[Stored data entries]
···
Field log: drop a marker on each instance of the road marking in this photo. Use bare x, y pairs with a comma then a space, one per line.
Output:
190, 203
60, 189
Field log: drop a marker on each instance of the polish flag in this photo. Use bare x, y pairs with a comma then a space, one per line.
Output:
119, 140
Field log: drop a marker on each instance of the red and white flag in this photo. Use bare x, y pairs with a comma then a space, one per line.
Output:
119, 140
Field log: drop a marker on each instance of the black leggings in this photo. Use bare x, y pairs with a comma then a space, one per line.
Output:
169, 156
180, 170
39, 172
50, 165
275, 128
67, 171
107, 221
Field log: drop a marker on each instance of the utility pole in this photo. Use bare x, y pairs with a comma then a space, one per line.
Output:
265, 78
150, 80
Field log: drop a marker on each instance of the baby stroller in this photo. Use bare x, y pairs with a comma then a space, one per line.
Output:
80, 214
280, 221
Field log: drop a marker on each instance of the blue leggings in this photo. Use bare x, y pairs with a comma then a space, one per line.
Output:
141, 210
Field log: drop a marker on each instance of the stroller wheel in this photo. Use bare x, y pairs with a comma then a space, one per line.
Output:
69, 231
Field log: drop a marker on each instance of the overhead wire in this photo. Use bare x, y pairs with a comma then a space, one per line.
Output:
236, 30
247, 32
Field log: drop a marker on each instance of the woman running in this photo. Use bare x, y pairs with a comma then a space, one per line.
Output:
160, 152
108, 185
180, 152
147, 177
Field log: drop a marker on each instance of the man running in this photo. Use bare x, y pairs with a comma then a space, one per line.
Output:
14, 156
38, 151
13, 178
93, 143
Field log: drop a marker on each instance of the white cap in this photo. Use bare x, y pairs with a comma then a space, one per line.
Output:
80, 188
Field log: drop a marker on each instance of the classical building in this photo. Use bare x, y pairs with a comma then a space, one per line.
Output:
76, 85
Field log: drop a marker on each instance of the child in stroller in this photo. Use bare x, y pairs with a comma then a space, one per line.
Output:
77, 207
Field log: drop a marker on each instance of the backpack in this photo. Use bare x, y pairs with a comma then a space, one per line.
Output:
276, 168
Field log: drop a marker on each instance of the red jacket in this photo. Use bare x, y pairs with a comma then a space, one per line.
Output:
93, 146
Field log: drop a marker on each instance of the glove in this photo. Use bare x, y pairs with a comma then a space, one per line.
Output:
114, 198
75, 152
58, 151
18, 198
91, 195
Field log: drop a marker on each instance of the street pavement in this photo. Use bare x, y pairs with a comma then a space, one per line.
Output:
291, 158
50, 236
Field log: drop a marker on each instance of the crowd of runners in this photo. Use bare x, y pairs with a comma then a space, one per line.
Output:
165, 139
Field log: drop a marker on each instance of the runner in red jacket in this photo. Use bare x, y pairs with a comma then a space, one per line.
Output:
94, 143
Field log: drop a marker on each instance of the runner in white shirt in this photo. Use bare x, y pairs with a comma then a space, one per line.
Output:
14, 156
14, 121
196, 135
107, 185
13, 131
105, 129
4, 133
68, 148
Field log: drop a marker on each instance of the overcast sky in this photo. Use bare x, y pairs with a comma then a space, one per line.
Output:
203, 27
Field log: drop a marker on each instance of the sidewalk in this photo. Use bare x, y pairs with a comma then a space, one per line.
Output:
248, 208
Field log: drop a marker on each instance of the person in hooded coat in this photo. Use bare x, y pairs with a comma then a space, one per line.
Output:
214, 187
···
About this task: Beginning at the line that holds "Field log: drop a marker on each instance of the sidewalk", reproduce each line of the records above down to and including the last one.

Response for this exercise:
Field log: drop a marker on each instance of the sidewalk in this photo. Use bare x, y pairs with a comma then a space, one per line.
Output:
248, 208
Field log: drop a marker on each instance of the person in hooded coat in this photo. Use bare x, y pairs with a comma then a space, one per line.
Output:
214, 187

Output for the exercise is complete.